|Publication number||US6116690 A|
|Application number||US 08/925,088|
|Publication date||Sep 12, 2000|
|Filing date||Sep 8, 1997|
|Priority date||Sep 8, 1997|
|Publication number||08925088, 925088, US 6116690 A, US 6116690A, US-A-6116690, US6116690 A, US6116690A|
|Inventors||John E. Larson|
|Original Assignee||Larson; John E.|
|Export Citation||BiBTeX, EndNote, RefMan|
|Patent Citations (7), Referenced by (26), Classifications (14), Legal Events (4)|
|External Links: USPTO, USPTO Assignment, Espacenet|
Height adjustable work chairs are used in office environments as well as in industry. These chairs typically include a seat that swivels in relation to the base of the chair. The height adjustment is typically obtained from the construction of the height adjustment mechanism which is usually a gas spring. This gas spring is a telescoping column that includes a gas cylinder that includes a pressurized gas such as nitrogen; a piston extending downwardly from the cylinder which supports the cylinder in an elevated position and includes an end which secures the gas spring to the chair base; and a valve located within the cylinder which allows the movement of gas within the cylinder.
__________
◆ WHAT YOU SHOULD DO ◆
In the chair patent text, which pressurized gas is named as an example inside the gas spring's cylinder?

◆ RAW DATA ◆
__________
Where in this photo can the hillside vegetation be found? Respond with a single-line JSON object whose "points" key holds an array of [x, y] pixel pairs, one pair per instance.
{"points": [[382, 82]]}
__________
◆ WRITTEN SOLUTION ◆
Nitrogen